Problem details
Please restate the records below verbatim, omitting every image they hold.

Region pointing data
****

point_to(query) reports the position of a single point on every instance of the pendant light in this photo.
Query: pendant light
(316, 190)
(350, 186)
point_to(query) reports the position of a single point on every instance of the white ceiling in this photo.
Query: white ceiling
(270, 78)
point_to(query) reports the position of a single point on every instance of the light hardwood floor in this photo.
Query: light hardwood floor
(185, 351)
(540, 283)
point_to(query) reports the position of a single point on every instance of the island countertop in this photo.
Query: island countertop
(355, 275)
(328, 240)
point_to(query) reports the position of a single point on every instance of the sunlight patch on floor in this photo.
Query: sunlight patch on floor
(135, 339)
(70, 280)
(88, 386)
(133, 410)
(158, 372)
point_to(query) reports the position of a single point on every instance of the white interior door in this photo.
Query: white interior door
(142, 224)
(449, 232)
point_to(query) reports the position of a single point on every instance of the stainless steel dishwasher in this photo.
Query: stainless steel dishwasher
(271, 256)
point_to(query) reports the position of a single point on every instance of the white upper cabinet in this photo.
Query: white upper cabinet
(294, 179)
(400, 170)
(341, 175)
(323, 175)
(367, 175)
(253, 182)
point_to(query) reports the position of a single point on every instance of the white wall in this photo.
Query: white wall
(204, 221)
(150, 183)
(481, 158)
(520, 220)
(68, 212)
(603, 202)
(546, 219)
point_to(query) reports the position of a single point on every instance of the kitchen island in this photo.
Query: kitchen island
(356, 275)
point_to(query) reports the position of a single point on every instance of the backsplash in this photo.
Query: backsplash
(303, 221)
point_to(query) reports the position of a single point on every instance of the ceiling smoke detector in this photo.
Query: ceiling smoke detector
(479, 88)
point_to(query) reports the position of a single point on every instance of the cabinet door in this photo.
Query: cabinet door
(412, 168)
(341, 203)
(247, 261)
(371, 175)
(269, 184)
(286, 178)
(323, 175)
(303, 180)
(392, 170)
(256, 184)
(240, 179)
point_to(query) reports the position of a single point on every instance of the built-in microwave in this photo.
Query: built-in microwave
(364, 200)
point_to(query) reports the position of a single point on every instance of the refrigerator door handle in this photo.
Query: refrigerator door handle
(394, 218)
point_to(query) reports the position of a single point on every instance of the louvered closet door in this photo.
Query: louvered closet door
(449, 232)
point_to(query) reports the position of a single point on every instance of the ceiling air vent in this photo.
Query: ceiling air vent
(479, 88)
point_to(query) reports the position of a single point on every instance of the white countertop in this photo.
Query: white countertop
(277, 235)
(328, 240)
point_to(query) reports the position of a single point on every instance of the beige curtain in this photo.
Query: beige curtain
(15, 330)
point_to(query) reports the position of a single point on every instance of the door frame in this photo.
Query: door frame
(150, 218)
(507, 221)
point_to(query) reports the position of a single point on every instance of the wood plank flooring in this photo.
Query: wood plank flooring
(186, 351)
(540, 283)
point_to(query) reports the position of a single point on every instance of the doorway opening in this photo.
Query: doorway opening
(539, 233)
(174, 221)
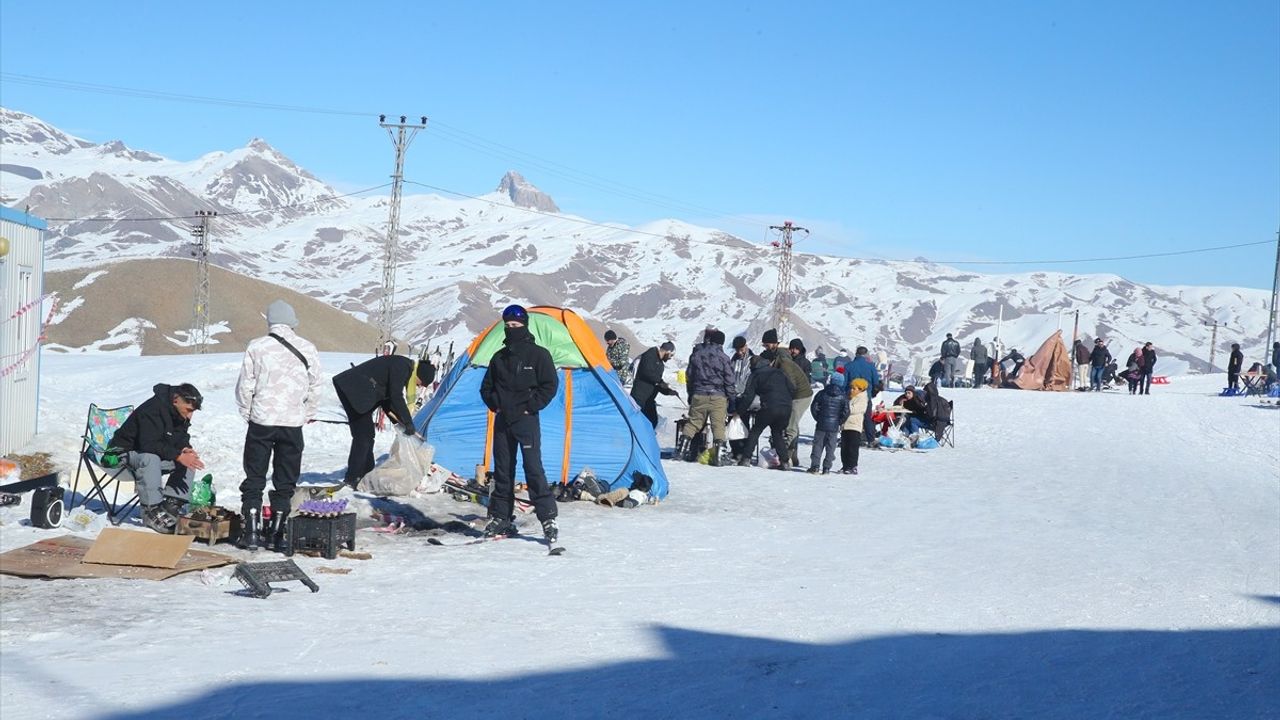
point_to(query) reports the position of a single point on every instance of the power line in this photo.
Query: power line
(165, 218)
(444, 131)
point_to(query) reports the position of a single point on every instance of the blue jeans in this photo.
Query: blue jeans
(1096, 377)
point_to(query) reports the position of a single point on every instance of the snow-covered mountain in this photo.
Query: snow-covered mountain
(464, 259)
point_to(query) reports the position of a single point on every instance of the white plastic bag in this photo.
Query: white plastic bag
(406, 466)
(736, 428)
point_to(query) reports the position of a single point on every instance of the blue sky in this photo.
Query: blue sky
(954, 131)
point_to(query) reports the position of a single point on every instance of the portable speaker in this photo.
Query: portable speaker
(46, 507)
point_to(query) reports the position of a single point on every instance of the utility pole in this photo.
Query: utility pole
(402, 133)
(200, 305)
(1275, 295)
(781, 302)
(1212, 345)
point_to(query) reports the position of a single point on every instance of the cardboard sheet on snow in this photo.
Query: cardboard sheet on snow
(63, 557)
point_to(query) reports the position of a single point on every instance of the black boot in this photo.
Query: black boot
(716, 450)
(279, 532)
(250, 527)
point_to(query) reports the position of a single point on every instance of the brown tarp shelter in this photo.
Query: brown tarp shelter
(1050, 368)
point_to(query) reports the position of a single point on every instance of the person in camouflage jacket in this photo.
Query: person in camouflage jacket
(618, 354)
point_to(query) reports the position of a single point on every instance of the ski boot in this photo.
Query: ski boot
(277, 537)
(248, 528)
(551, 531)
(159, 519)
(499, 528)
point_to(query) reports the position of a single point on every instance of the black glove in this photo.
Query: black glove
(178, 484)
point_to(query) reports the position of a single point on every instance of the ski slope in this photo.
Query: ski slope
(1077, 555)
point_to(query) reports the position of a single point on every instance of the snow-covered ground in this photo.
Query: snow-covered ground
(1074, 556)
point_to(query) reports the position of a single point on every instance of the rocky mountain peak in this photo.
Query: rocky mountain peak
(525, 194)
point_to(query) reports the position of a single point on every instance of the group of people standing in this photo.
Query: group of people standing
(768, 391)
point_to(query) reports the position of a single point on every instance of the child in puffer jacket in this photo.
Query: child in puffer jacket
(851, 432)
(830, 409)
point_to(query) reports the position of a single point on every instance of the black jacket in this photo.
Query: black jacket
(155, 427)
(521, 378)
(1235, 361)
(1100, 356)
(830, 408)
(378, 383)
(771, 384)
(648, 381)
(804, 364)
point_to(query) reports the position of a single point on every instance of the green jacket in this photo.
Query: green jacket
(799, 379)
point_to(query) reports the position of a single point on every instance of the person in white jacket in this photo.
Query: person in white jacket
(277, 392)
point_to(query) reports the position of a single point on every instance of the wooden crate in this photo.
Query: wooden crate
(220, 524)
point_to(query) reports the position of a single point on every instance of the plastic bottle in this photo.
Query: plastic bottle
(201, 495)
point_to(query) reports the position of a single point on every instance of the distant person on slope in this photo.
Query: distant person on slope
(277, 393)
(979, 361)
(1082, 364)
(740, 364)
(649, 382)
(1233, 367)
(795, 365)
(519, 383)
(850, 433)
(1133, 370)
(862, 367)
(1018, 363)
(1147, 369)
(382, 382)
(1098, 359)
(618, 352)
(711, 386)
(155, 438)
(775, 390)
(950, 360)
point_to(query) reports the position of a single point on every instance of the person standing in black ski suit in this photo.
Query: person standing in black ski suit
(775, 391)
(520, 381)
(1233, 367)
(378, 383)
(1147, 369)
(648, 382)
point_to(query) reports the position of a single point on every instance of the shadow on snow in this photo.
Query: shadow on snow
(1066, 674)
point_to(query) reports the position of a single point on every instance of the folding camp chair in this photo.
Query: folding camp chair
(99, 428)
(945, 428)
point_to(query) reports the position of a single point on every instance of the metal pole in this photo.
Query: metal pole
(402, 135)
(1275, 295)
(200, 305)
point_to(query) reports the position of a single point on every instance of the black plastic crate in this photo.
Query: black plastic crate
(323, 534)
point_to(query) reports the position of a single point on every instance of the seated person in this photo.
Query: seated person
(914, 402)
(155, 440)
(1018, 363)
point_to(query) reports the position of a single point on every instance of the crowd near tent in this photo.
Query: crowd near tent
(1050, 368)
(592, 422)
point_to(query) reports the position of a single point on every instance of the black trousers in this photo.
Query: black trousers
(776, 420)
(850, 442)
(526, 432)
(280, 449)
(360, 460)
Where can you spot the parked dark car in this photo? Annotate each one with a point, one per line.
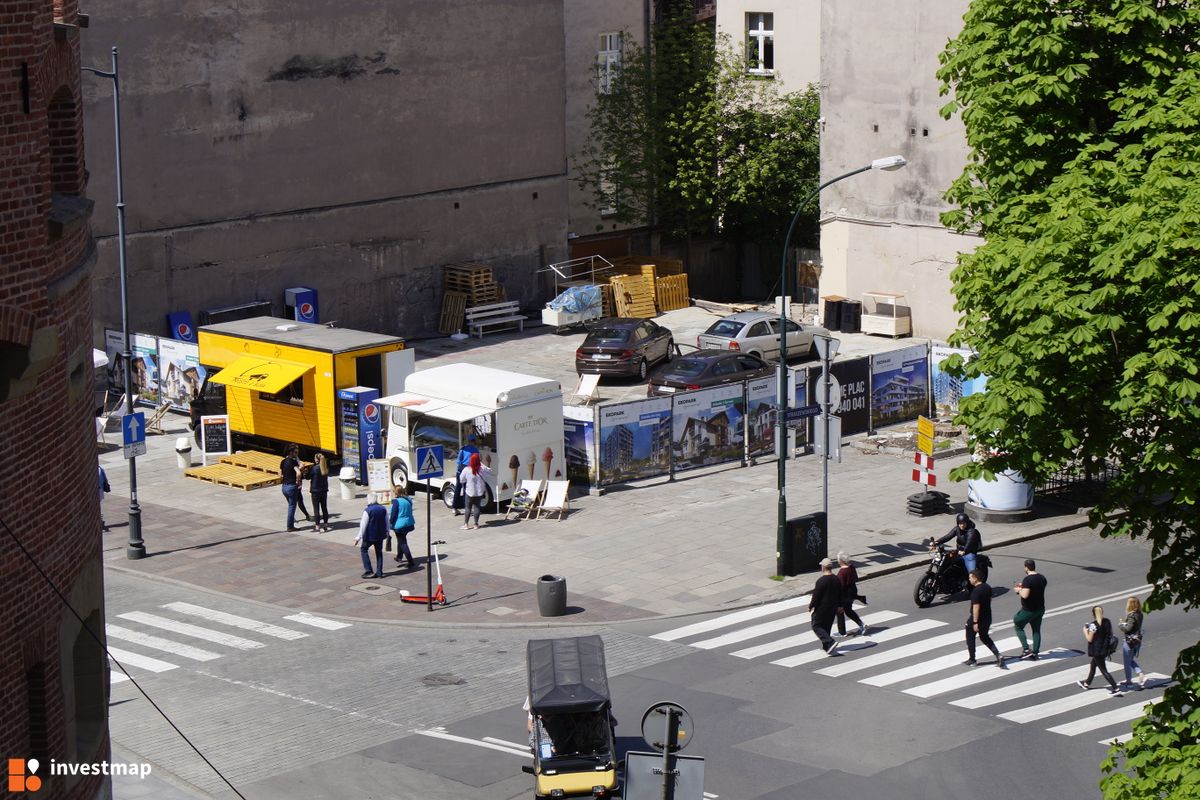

****

Solution for this problem
point_to(query) reports the position of a single point on every instance of the pendant light in this photo.
Query: pendant light
(316, 190)
(350, 186)
point_to(query) reports the position of a single point on every instance of the white ceiling in this photo.
Query: white ceiling
(270, 78)
point_to(query) reports the position of a single point on every instance of the light hardwood floor in this photo.
Query: light hardwood floor
(185, 351)
(540, 283)
point_to(query) reports the position of a single point on every instance of the island countertop in this photo.
Query: island countertop
(355, 275)
(328, 240)
point_to(query) reports the position of a single point on every instance of the sunlight patch on floor in this photo.
Query: sunlight patch on floor
(135, 339)
(70, 280)
(88, 386)
(133, 410)
(158, 372)
point_to(query) reports the position of a single point on every instance of the white interior door in this photo.
Query: white interior door
(142, 224)
(449, 232)
point_to(query) reports the position of a single point on every instance of the stainless steel dishwasher in this photo.
Query: stainless steel dishwasher
(271, 256)
point_to(query) reports the position of a single point on every instance of the white upper cabinet in this photo.
Query: white upper cabinet
(294, 179)
(400, 170)
(341, 175)
(323, 175)
(367, 175)
(253, 182)
point_to(query) reports the position of a single point on every instance of the white wall in this photo.
Query: white wall
(204, 221)
(150, 183)
(481, 158)
(520, 220)
(68, 212)
(603, 202)
(546, 219)
point_to(query) reports the position of a single point on every instance of the kitchen island in this photo.
Query: kitchen island
(356, 275)
point_to(query) reports the position of a single point on every instance of the backsplash in this photo.
Query: backsplash
(303, 221)
point_to(query) reports the position of a single point on every instance of the ceiling smoke detector in this photo.
Query: ceiling smoke detector
(479, 88)
point_to(query) reports the position of a single point on every instance of the cabinet door in this photo.
Query: cabinet door
(412, 168)
(341, 203)
(247, 261)
(371, 175)
(269, 184)
(286, 178)
(323, 175)
(303, 180)
(392, 170)
(256, 184)
(240, 179)
point_to(query) reports the position of a single point on every instance of the built-in microwave in this photo.
Query: built-in microwave
(364, 200)
point_to(query) reports the position of a single point on every instance of the refrigerator door handle in this photo.
Query: refrigerator door handle
(394, 218)
point_to(query) reports the position of a single point on every instance of the louvered closet door in this photo.
Query: louvered closet door
(449, 232)
point_to(query) reports the position of a single point on every instance of the ceiling air vent in this photo.
Query: ceiling air vent
(479, 88)
point_to(query) reports the position of a single point on every instance of the white countertop in this photo.
Query: white countertop
(277, 235)
(328, 240)
point_to(query) reports the position of a single point on every instance of the beige curtain in this photo.
Query: beige curtain
(15, 330)
point_to(query) reports the position of a single point on every instance of the door frame in this photo.
Query: door frame
(150, 218)
(507, 221)
point_to(query) reports the position of a single point on every instance of the wood plank flooring in this photo.
Query: wood plank flooring
(186, 351)
(540, 283)
point_to(query) reports the position of a single point on every instance of the doorway opening in this photo.
Query: doorway opening
(539, 233)
(174, 221)
point_to(query) reports the position of a single point on every instance of the power line in this photo.
Query: power line
(165, 218)
(444, 131)
point_to(query) reports the position of a single point on every instance of the blue jeans in this photo.
Query: blue jeans
(1096, 377)
point_to(query) reports the position of a single point on every instance of the snow-covered mountain in this photo.
Query: snow-covered mountain
(464, 259)
point_to(query) reports the position of a single point on every instance of the white plastic bag in this photo.
Query: white plastic bag
(406, 466)
(736, 428)
point_to(query) reports the position of a single point on every instance of the blue sky in this photo.
Query: blue sky
(954, 131)
point_to(query) reports the position of a single point on every instance of the portable speaker in this photo.
Query: portable speaker
(46, 507)
point_to(query) reports the position of a single point on every instance of the utility pole in this photo.
Query: utility pole
(402, 133)
(200, 305)
(1275, 295)
(781, 302)
(1212, 345)
point_to(query) reports the position of a single point on every instance of the cardboard sheet on snow in this photo.
Query: cardboard sheet on snow
(63, 557)
point_to(query) reports the position of a single point on every instance of the black boot in this photo.
Query: black boot
(716, 450)
(279, 532)
(250, 527)
point_to(query) reports the position of a single point on every instance of the brown tarp shelter in this photo.
Query: brown tarp shelter
(1050, 368)
point_to(query) reports the position of a single point on every instance of the person in camouflage jacket in this photo.
Query: person in camouflage jacket
(618, 354)
point_to(query) reports the position of a single point on every instance of the ski boot in this photo.
Query: ski boot
(277, 537)
(248, 528)
(551, 531)
(159, 519)
(499, 528)
point_to(query) reports the position of a single point on every instance of the black glove in this photo.
Query: black glove
(178, 484)
point_to(query) reports the position of a single point on every instance of the ski slope in this photo.
Query: ski slope
(1077, 555)
point_to(query) reports the position of a single point on every instance of the snow-covered ground in this photo.
Query: snow-covered ground
(1074, 556)
point_to(query) reports the position of a single point on every instance of the rocky mountain peak in this photo.
Query: rocky mountain peak
(525, 194)
point_to(query) reports the position of a single point on every instance of the group of people standing in this photo.
Query: group of people standing
(768, 391)
point_to(query) reports the position of a single point on every instance of the child in puffer jacket in this photo.
Query: child in puffer jacket
(851, 432)
(830, 409)
point_to(query) reports the position of a single point on every instance of the black jacket in this photo.
Query: black jacket
(155, 427)
(521, 378)
(1235, 361)
(1100, 356)
(830, 408)
(378, 383)
(771, 384)
(648, 381)
(804, 364)
point_to(query) reports the position of a single point on every instance of the green jacket in this photo.
Query: green jacket
(799, 379)
point_to(query) reports the position of a single point on every instance of the person in white jacket in this photo.
Query: person in white jacket
(277, 392)
point_to(query) reports the position of a single point on every instance of the wooden crate in this photo.
Query: wooden crate
(220, 524)
point_to(query) reports the position of a single point on every instance of the plastic bottle in this photo.
Query: plastic bottle
(201, 495)
point_to(query) reports the position of a single point on every instance of the distant person on slope in this photo.
Query: distant person on slope
(277, 393)
(979, 361)
(1082, 364)
(740, 364)
(649, 382)
(1233, 367)
(795, 365)
(519, 383)
(850, 433)
(1133, 370)
(862, 367)
(1018, 363)
(1147, 369)
(382, 382)
(1098, 359)
(618, 352)
(711, 386)
(155, 438)
(775, 390)
(950, 360)
point_to(query) reports the position of a single point on every instance of the person standing in black ski suit in this photo.
Query: person standing in black ski suit
(775, 391)
(520, 381)
(1233, 367)
(378, 383)
(1147, 369)
(648, 382)
point_to(query) reports the position of a single point on every instance of the shadow on snow in this photo.
Query: shadow on snow
(1066, 674)
point_to(query) reports the position of a single point on every instance of the folding camp chair in this photo.
Query: folding camp chair
(99, 428)
(945, 428)
point_to(query) reports the position of a single point on every instance of the metal pole in this photo.
Query: metal pole
(402, 135)
(1275, 295)
(200, 305)
point_to(query) reports the position of a single point on every instance of the black plastic crate in this photo.
Query: black plastic crate
(323, 534)
point_to(query) reports the position of a single point on every instance of the seated person in this photo.
Query: seated person
(914, 402)
(155, 440)
(1018, 363)
point_to(query) reports the position of a single point on every instance of the crowd near tent in this photo.
Query: crowd near tent
(1050, 368)
(592, 422)
point_to(query) reports the position of a single point on every instance of the black trousers in this photo.
Query: black trousers
(776, 420)
(850, 442)
(526, 432)
(280, 449)
(360, 460)
Where can you spot the parked dark car in this photo? Annotate each one with a point, one per line.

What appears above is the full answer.